Evaluating the innovation capability of DP2
Evaluating innovation capability of the algorithm using different version of a curated database for comparison
In the “data revolution era” that we are facing it’s not so difficult to find ourselves overwhelmed by data, with the risk that a possible resource became an obstacle. For this reason, the rise of AI has been so crucial in the last few years and probably it will be more and more in the future. It was this context that brings to the foundation of TheProphetAI start-up bearing in mind a precise question: how can we better use the knowledge already present in the field of life science to provide a boost to the research?
The answer materialized in GeneRecommender, a free platform powered by a DNN trained considering the co-citation of genes in the Pubmed scientific literature and so capable of building a representation (embedding) of all human genome with a broad perspective scientifically based. The algorithm accepts a set of genes and produces as output a new one, ranked by a similarity score, and with possible correlations with the input.
It’s not the scope of this article to explain in detail the architecture of the net or the evaluation step performed (for that it’s available a scientific paper available in preprint at https://arxiv.org/abs/2208.01918) but test the capability of the system to recommend knowledge not already established in the scientific community.
To accomplish this task, an open-access and well-curated knowledge base relative to biological pathways, Reactome, was selected. The idea was to compare two different versions of this database to isolate discoveries in the field and check if the AI algorithm, trained with an older knowledge base, can predict some of these breakthroughs.

## INFORMATION GIVEN
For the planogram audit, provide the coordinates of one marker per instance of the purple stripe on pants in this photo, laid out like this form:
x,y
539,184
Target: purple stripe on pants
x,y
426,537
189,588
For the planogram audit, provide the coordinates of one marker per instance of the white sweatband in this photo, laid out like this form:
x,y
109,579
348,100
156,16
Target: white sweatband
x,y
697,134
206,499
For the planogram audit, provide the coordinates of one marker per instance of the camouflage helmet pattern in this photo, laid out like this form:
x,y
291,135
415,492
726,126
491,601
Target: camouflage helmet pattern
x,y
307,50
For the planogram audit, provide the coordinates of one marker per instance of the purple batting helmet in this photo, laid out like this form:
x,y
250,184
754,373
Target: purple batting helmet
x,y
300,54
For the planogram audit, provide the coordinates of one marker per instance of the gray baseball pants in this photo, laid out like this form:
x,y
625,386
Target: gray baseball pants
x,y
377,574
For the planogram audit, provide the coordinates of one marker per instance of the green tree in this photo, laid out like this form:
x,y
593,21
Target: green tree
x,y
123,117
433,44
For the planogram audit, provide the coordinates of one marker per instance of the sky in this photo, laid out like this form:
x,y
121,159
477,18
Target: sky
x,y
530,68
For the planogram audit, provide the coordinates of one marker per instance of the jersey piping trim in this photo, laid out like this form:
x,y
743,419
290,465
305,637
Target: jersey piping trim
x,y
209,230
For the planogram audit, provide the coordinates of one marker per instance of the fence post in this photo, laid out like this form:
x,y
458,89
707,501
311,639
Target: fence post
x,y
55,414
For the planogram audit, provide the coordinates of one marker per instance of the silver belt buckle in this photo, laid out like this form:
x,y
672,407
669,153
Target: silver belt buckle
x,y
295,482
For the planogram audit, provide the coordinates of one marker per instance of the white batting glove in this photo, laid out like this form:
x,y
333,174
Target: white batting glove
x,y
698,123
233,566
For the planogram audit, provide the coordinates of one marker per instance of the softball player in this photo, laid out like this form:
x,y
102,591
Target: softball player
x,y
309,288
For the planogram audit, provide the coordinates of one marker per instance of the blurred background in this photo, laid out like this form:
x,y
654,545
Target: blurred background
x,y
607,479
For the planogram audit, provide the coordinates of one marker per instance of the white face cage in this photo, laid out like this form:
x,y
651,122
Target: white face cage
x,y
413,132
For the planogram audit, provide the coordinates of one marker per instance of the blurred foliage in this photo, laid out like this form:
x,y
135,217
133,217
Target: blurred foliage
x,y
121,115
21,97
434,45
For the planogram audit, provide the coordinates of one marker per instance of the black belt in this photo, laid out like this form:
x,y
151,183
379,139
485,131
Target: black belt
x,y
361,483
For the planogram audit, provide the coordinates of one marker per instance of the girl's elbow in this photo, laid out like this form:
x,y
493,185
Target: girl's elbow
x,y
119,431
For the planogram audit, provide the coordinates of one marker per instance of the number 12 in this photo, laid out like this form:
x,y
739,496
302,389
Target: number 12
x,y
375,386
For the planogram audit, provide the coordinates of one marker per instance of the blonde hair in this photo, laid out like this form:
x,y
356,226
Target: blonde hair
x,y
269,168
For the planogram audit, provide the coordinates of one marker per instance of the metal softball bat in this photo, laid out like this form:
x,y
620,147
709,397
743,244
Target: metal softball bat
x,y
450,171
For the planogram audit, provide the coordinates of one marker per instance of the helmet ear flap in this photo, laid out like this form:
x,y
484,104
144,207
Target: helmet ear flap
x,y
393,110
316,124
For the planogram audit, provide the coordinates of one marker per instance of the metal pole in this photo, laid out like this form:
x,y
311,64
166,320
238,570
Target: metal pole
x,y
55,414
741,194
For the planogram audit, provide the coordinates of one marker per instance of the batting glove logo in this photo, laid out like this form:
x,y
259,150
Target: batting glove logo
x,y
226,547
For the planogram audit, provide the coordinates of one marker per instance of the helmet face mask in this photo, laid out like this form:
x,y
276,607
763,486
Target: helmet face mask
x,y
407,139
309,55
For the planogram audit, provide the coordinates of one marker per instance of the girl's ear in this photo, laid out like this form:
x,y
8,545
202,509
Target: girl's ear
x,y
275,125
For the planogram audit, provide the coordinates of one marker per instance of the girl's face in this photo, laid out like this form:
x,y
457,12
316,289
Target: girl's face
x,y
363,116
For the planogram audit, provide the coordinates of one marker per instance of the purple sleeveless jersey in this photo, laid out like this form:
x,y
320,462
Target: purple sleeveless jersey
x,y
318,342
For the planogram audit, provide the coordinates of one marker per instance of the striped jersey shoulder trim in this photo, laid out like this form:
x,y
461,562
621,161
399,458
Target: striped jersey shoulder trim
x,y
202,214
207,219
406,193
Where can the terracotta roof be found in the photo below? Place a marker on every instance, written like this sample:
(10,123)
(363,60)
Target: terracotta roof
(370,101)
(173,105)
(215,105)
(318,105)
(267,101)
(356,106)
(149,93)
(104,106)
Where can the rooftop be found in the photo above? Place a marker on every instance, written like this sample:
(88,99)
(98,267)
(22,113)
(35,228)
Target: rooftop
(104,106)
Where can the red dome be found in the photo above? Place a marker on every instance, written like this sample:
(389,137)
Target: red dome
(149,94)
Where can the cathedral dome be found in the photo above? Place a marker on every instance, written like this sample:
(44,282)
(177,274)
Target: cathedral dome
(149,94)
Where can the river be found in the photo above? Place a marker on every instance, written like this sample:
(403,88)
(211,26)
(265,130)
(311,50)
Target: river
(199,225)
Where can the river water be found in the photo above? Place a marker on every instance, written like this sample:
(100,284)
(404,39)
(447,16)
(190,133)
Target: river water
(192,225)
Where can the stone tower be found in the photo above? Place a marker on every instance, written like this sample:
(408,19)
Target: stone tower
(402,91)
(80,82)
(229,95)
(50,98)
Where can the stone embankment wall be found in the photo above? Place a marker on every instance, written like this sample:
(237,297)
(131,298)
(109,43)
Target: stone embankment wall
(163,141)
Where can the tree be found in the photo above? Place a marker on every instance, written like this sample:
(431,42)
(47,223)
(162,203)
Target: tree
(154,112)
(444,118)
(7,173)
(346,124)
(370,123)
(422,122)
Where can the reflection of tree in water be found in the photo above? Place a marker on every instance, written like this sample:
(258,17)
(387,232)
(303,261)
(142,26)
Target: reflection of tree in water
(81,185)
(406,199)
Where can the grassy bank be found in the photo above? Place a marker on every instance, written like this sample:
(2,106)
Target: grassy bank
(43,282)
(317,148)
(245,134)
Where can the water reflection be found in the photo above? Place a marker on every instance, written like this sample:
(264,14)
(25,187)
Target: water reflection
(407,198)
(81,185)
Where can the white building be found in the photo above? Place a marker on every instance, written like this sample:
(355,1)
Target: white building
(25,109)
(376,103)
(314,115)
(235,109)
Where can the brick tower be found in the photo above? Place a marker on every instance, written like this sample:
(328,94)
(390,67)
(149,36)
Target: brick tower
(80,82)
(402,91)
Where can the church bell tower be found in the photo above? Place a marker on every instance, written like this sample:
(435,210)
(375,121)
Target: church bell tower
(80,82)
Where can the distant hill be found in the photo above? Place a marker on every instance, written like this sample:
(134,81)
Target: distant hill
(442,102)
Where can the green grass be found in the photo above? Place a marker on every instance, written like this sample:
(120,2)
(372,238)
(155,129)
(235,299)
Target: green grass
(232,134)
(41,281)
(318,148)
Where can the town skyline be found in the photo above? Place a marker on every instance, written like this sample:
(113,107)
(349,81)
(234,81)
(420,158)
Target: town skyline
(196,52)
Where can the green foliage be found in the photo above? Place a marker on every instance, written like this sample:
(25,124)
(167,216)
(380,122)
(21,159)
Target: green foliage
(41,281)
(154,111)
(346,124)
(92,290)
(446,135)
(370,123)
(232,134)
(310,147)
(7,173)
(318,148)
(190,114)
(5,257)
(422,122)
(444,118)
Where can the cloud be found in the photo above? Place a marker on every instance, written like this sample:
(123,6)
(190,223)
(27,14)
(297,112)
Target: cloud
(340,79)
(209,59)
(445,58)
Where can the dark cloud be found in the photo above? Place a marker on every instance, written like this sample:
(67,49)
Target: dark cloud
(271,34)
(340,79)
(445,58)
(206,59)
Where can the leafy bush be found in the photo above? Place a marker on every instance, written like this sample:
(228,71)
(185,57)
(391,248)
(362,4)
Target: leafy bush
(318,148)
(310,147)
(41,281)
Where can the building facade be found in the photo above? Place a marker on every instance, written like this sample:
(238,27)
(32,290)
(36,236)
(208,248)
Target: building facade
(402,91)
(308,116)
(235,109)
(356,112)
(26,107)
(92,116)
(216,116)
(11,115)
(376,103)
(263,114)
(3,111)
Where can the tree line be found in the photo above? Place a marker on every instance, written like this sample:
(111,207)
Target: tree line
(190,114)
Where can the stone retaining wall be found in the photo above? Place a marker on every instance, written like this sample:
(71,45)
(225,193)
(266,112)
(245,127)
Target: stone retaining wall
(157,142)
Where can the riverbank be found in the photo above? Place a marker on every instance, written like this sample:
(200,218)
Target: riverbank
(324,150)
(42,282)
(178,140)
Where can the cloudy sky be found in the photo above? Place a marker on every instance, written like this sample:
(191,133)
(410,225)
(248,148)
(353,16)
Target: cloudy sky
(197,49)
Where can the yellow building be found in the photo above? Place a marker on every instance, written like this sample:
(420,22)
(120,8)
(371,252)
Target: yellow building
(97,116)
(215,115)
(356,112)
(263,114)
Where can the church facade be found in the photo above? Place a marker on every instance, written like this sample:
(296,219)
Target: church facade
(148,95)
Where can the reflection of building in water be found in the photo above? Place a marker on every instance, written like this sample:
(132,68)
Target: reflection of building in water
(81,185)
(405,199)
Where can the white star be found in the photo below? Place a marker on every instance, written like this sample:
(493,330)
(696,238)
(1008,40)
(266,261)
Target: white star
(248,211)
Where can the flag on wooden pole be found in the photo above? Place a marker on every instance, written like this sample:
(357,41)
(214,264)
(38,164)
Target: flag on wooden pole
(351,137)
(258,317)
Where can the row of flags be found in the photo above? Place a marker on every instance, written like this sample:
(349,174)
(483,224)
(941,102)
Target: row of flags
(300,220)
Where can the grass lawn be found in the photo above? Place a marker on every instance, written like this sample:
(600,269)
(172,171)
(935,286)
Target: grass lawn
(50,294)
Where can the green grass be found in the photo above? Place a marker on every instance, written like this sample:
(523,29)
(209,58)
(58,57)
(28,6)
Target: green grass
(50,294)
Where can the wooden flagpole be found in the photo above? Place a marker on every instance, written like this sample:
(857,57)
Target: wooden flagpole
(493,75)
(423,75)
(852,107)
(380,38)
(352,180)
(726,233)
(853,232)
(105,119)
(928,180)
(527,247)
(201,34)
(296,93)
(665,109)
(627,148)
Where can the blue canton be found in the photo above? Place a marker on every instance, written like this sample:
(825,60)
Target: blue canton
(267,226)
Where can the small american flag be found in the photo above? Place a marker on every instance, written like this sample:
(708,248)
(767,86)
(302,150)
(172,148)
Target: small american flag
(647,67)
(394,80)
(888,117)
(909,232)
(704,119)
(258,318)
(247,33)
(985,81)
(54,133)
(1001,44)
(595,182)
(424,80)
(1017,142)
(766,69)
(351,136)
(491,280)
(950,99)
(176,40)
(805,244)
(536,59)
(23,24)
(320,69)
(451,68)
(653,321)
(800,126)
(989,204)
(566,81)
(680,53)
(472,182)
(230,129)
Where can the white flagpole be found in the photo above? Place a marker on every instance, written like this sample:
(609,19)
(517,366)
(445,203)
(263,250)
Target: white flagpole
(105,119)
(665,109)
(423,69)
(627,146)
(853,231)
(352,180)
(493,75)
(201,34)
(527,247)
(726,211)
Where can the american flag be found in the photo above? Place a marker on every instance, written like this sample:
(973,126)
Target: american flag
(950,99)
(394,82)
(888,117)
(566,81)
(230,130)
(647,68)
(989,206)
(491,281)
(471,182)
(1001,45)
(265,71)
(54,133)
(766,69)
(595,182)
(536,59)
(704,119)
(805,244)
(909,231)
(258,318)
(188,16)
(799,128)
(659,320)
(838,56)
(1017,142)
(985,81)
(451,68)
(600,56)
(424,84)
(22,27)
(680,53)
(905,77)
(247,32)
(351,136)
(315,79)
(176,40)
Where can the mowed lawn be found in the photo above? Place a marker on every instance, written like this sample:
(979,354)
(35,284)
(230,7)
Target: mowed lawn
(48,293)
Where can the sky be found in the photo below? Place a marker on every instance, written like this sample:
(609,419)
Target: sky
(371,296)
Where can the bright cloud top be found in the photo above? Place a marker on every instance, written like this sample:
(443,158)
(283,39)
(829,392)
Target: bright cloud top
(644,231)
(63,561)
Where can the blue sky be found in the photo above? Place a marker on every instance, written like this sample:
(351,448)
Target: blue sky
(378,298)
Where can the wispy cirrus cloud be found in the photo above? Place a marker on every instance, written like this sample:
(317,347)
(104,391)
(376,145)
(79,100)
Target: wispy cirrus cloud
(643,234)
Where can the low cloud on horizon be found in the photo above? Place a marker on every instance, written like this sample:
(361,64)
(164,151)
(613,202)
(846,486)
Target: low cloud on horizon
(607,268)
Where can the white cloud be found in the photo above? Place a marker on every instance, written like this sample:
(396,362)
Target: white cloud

## DIRECTIONS
[a] Translate this sentence from the DP2 article into Spanish: "The algorithm accepts a set of genes and produces as output a new one, ranked by a similarity score, and with possible correlations with the input."
[b] From the DP2 article, please write out the passage running from "It’s not the" through "of these breakthroughs.", swapping "algorithm" for "model" wherever it occurs.

## EXERCISE SOLUTIONS
[a] El algoritmo acepta un conjunto de genes y produce como salida uno nuevo, clasificado según una puntuación de similitud y con posibles correlaciones con la entrada.

[b]
It’s not the scope of this article to explain in detail the architecture of the net or the evaluation step performed (for that it’s available a scientific paper available in preprint at https://arxiv.org/abs/2208.01918) but test the capability of the system to recommend knowledge not already established in the scientific community.
To accomplish this task, an open-access and well-curated knowledge base relative to biological pathways, Reactome, was selected. The idea was to compare two different versions of this database to isolate discoveries in the field and check if the AI model, trained with an older knowledge base, can predict some of these breakthroughs.